すぎち

ウィークエンド・チャンピオン 〜モンテカルロ 1971〜のすぎちのレビュー・感想・評価

4.0
1971年 F1モナコグランプリのウィークエンドを描いた実録映画





▽以下ネタバレ注意▼





若きジャッキー・スチュワートにチーム監督のケン・ティレルの姿が観れるのはレア

生まれてない時代のF1の世界なので
もう観るだけで新鮮でした

マシンコンセプトや大きさはいまと全然違うし、マシンに※ヘイロー(halo)などもなく

※飛来するマシン残骸やパーツの破片などからドライバーの頭部を保護するためのコックピット保護装置のこと

簡易なヘッドレストが真後ろにあるだけ真横と前方に頭部を守る物がない時代…

市街地サーキットとはいえコース上の真横で寝そべっている客も居て安全性に至っては皆無に等しい。またコースの中にいるカメラマン達もまた走るマシンのすぐ近くに居るから恐ろしい

ジャッキー・スチュワートが市販車に乗ってコースを紹介してくれるのと、チームメイトのフランソワ・セヴェールにドライビングアドバイスをしているシーンが良かった

あとコース脇からスチュワートが見た他のドライバーのドライビング評も面白い。

****************************************

課題:
1 - F1映画のレビューにある次の文を英語に訳してください：「ジャッキー・スチュワートが市販車に乗ってコースを紹介してくれるのと、チームメイトのフランソワ・セヴェールにドライビングアドバイスをしているシーンが良かった」。
2 - 記録から、文字列「gray」を含む行をすべて抜き出してください。大文字と小文字は区別します。

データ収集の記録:

****************************************

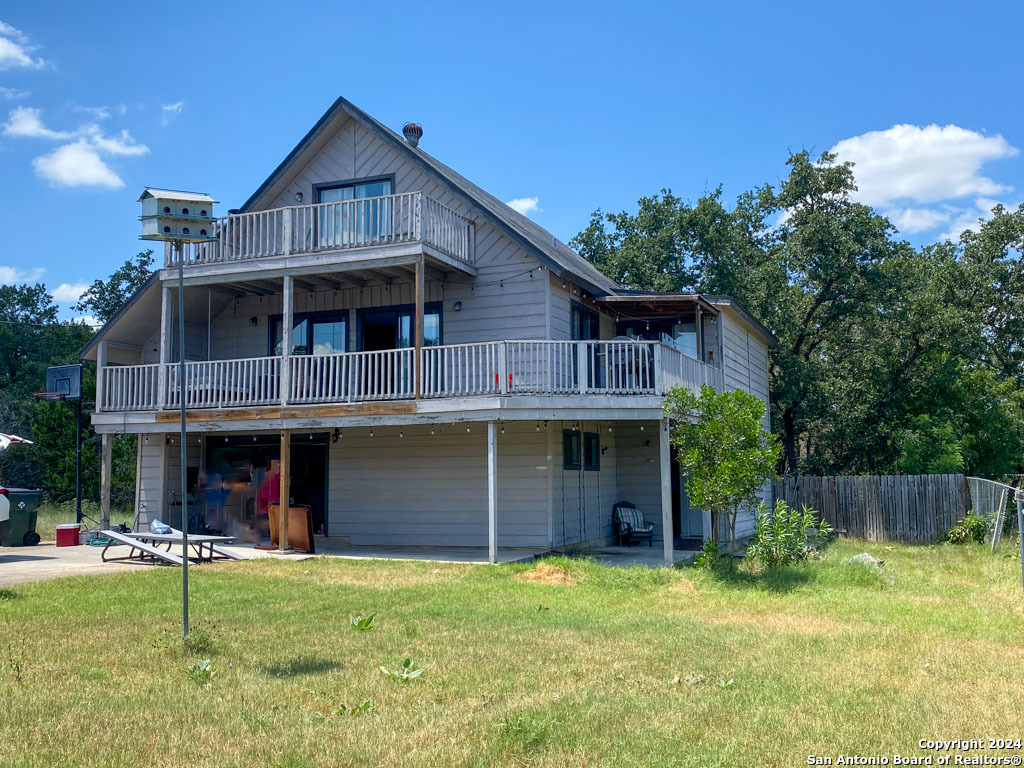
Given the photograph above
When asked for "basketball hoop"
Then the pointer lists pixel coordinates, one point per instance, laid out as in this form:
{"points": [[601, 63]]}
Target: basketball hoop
{"points": [[50, 396]]}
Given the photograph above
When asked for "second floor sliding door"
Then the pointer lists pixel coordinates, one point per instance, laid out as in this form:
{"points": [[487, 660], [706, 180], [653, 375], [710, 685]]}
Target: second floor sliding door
{"points": [[354, 214]]}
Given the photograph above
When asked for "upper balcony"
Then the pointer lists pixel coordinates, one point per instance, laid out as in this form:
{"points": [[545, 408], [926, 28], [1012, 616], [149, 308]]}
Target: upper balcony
{"points": [[368, 223], [581, 370]]}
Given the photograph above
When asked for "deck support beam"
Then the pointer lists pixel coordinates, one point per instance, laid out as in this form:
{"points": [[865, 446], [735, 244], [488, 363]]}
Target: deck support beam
{"points": [[288, 311], [420, 280], [104, 481], [285, 491], [666, 457], [492, 493]]}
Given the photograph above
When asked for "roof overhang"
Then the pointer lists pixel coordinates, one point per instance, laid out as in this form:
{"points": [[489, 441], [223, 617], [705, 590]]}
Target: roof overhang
{"points": [[649, 305], [343, 109]]}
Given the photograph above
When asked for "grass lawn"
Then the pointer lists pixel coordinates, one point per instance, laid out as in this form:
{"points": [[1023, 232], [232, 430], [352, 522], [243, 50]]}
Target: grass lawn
{"points": [[565, 664]]}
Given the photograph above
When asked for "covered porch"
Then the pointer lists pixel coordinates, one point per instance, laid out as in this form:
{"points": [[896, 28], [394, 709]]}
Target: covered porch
{"points": [[477, 489]]}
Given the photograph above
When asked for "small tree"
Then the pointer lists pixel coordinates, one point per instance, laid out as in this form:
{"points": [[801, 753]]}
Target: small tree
{"points": [[724, 450]]}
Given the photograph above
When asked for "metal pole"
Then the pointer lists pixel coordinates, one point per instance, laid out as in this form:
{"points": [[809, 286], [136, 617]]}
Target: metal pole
{"points": [[78, 461], [1019, 496], [184, 451]]}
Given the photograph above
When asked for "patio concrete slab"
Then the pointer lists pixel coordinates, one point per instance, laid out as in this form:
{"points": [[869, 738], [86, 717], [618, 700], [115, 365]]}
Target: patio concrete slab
{"points": [[22, 564]]}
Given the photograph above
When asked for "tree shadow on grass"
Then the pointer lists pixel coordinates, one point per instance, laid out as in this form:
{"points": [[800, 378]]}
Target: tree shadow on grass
{"points": [[775, 580], [305, 665]]}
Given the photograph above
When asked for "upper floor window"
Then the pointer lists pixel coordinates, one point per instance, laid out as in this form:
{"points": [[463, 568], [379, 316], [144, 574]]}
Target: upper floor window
{"points": [[585, 324], [312, 333], [368, 221]]}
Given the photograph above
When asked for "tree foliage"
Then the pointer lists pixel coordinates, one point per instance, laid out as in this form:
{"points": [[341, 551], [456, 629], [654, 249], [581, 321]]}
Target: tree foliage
{"points": [[724, 449], [890, 357], [104, 297]]}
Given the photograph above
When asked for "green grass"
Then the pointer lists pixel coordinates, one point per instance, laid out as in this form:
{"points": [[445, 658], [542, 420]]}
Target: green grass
{"points": [[580, 666]]}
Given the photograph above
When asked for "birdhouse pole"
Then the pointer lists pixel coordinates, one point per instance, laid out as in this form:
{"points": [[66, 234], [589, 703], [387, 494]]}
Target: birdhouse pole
{"points": [[179, 217], [180, 254]]}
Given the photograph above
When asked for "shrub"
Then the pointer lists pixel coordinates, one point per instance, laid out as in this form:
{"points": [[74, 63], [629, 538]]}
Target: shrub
{"points": [[971, 528], [786, 536], [709, 555]]}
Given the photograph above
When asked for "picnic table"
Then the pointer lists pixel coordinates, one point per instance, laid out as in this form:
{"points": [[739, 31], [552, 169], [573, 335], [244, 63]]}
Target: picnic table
{"points": [[158, 546]]}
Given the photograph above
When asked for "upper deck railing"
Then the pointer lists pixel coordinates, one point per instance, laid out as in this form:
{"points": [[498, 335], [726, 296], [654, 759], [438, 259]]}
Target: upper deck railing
{"points": [[495, 368], [368, 222]]}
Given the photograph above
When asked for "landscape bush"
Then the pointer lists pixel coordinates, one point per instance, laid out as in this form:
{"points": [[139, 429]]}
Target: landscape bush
{"points": [[971, 528], [786, 536]]}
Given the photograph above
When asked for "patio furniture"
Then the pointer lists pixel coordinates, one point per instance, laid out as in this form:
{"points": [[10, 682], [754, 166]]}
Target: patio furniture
{"points": [[630, 525], [148, 547]]}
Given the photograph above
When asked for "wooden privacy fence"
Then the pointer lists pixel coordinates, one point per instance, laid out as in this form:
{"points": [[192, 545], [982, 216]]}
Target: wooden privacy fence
{"points": [[882, 508]]}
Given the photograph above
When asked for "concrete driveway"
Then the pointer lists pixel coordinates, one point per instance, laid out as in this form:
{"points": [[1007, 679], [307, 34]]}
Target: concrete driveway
{"points": [[20, 564]]}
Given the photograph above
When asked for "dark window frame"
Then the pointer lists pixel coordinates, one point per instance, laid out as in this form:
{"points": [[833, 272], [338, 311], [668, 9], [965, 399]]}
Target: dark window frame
{"points": [[429, 307], [571, 449], [331, 315], [589, 318], [591, 439]]}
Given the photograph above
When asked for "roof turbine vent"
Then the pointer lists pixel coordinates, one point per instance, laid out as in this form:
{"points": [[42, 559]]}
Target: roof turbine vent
{"points": [[413, 133]]}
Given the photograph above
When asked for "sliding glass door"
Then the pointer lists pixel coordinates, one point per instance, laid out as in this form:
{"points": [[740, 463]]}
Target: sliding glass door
{"points": [[355, 213]]}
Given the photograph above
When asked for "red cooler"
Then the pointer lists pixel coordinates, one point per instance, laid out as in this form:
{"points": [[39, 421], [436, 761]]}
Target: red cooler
{"points": [[68, 535]]}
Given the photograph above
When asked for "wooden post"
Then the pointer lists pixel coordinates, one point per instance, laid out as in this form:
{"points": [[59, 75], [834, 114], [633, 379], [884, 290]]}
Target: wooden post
{"points": [[419, 326], [165, 345], [698, 339], [492, 493], [104, 482], [285, 491], [667, 532], [288, 310], [551, 485], [100, 373], [286, 230]]}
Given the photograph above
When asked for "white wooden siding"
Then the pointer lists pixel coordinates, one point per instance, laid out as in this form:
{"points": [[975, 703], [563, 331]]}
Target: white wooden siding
{"points": [[505, 301]]}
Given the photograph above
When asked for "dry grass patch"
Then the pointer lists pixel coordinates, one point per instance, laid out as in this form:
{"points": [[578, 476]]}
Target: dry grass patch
{"points": [[549, 573], [805, 625]]}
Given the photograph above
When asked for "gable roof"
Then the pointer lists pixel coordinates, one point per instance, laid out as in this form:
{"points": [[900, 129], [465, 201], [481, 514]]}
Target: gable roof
{"points": [[534, 239]]}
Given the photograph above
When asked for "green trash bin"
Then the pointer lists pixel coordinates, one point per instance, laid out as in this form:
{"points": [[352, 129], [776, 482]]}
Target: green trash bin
{"points": [[24, 509]]}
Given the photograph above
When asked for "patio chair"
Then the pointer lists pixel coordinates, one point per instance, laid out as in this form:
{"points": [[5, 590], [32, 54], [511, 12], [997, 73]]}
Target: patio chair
{"points": [[630, 525]]}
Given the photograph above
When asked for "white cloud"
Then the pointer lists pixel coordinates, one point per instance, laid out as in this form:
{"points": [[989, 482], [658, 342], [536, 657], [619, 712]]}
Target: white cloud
{"points": [[971, 218], [77, 164], [16, 50], [12, 274], [28, 122], [913, 220], [923, 164], [525, 206], [98, 113], [123, 143], [169, 111], [69, 292]]}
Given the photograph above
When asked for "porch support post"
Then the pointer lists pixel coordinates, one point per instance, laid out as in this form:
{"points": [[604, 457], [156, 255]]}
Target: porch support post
{"points": [[285, 491], [100, 366], [699, 334], [419, 327], [667, 532], [492, 493], [165, 345], [288, 310], [551, 485], [104, 482]]}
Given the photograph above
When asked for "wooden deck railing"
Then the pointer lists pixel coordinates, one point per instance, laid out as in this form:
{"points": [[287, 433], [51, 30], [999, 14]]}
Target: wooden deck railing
{"points": [[541, 368], [333, 226]]}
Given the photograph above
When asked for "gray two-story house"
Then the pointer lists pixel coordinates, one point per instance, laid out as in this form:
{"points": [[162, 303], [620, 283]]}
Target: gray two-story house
{"points": [[440, 370]]}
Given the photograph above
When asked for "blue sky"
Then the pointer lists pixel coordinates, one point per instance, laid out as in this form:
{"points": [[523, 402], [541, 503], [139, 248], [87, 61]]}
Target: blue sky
{"points": [[578, 105]]}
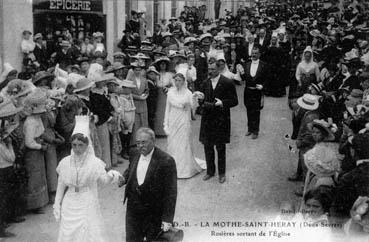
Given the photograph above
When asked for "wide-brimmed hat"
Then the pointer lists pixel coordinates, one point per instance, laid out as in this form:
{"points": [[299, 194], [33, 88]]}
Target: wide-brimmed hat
{"points": [[17, 88], [37, 36], [83, 84], [113, 80], [82, 59], [105, 77], [322, 124], [41, 75], [98, 34], [119, 54], [7, 109], [126, 83], [206, 35], [161, 59], [65, 43], [26, 32], [117, 66], [308, 102], [35, 103], [159, 52], [137, 64], [189, 40], [152, 69], [166, 34], [322, 161], [140, 56]]}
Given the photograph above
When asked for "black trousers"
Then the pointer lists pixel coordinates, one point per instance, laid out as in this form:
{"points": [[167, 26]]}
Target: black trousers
{"points": [[253, 119], [141, 222], [210, 158], [6, 195]]}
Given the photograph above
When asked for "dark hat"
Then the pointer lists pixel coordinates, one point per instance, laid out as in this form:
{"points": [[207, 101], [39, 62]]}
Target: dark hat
{"points": [[41, 75], [82, 59]]}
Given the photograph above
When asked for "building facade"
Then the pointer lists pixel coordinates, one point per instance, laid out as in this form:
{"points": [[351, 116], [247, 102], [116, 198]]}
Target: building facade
{"points": [[83, 17]]}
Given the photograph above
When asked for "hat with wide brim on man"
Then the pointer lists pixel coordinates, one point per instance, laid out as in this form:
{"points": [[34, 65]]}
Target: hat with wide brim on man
{"points": [[140, 56], [65, 43], [152, 69], [105, 77], [8, 109], [137, 64], [83, 84], [323, 125], [322, 161], [308, 102], [42, 75], [35, 102]]}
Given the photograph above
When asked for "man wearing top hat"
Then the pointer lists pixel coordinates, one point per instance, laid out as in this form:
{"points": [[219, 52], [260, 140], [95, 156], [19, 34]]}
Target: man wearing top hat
{"points": [[255, 76], [134, 23], [219, 95], [63, 56]]}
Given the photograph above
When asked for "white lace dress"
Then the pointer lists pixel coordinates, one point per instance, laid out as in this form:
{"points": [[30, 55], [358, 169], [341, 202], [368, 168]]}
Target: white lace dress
{"points": [[81, 219], [177, 123]]}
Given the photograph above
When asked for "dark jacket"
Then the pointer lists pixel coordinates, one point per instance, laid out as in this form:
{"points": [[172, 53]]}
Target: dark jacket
{"points": [[159, 189], [252, 98], [100, 105], [216, 121]]}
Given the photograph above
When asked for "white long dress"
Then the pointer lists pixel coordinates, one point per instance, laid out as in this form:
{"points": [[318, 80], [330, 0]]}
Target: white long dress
{"points": [[177, 123], [81, 219]]}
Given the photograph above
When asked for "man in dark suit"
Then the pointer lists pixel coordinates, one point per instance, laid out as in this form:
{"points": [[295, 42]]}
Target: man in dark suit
{"points": [[263, 41], [255, 77], [219, 96], [151, 189]]}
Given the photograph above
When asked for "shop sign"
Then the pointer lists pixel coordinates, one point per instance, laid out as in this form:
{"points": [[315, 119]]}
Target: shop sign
{"points": [[68, 5]]}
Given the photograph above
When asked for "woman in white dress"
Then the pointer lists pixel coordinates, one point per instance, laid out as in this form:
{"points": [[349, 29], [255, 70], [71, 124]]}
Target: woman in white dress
{"points": [[76, 201], [177, 125]]}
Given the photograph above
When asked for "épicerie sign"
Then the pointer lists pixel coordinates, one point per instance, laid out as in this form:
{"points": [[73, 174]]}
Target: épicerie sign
{"points": [[68, 5]]}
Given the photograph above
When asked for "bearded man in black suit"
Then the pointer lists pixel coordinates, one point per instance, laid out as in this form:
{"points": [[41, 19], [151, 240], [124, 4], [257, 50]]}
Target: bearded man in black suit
{"points": [[255, 77], [151, 189], [219, 95]]}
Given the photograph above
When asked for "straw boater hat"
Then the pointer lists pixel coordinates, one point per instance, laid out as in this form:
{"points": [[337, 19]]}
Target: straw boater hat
{"points": [[323, 125], [105, 77], [36, 101], [8, 109], [37, 36], [166, 34], [119, 54], [137, 64], [83, 84], [189, 40], [65, 43], [321, 161], [17, 88], [41, 75], [308, 102], [152, 69], [140, 56]]}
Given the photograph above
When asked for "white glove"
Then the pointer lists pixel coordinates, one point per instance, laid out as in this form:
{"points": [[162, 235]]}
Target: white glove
{"points": [[115, 175], [56, 211], [166, 129], [240, 69]]}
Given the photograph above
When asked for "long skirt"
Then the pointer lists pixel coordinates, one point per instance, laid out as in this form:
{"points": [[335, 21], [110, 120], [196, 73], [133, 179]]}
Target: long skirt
{"points": [[51, 163], [80, 217], [37, 193], [104, 138], [160, 112], [180, 145]]}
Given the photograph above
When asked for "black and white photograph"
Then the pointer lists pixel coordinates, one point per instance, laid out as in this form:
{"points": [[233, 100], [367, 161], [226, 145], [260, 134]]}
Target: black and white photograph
{"points": [[184, 120]]}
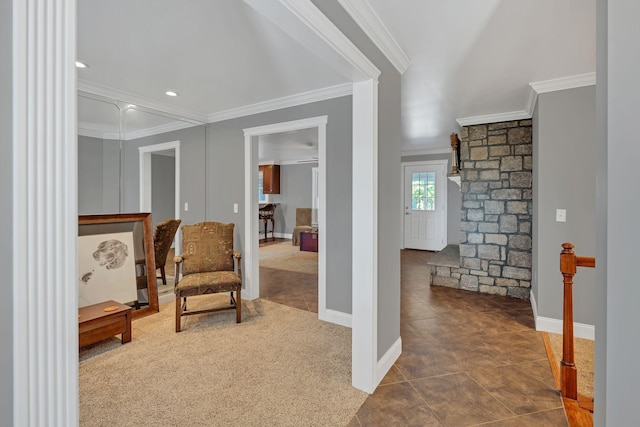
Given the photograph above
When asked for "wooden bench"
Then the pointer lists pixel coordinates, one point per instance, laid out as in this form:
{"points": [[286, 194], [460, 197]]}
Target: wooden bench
{"points": [[95, 324]]}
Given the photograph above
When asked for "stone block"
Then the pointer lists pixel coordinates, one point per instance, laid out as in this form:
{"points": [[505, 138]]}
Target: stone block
{"points": [[497, 140], [478, 187], [499, 150], [475, 215], [516, 273], [468, 226], [493, 290], [511, 163], [520, 180], [475, 238], [507, 282], [443, 271], [523, 149], [508, 224], [503, 125], [507, 194], [519, 135], [493, 207], [520, 293], [487, 164], [518, 241], [469, 282], [471, 204], [467, 250], [519, 259], [496, 239], [470, 175], [477, 132], [488, 227], [486, 281], [490, 175], [517, 207], [449, 282], [478, 273], [495, 270], [471, 263], [488, 252]]}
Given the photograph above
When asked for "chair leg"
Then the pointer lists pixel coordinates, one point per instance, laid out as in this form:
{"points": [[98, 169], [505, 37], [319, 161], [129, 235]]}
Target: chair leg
{"points": [[178, 313], [238, 307]]}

****************************************

解答:
1 - I liked the scenes where Jackie Stewart drives a production car to show us the course, and where he gives driving advice to his teammate François Cevert.

2 -
When asked for "gray two-story house"
Target: gray two-story house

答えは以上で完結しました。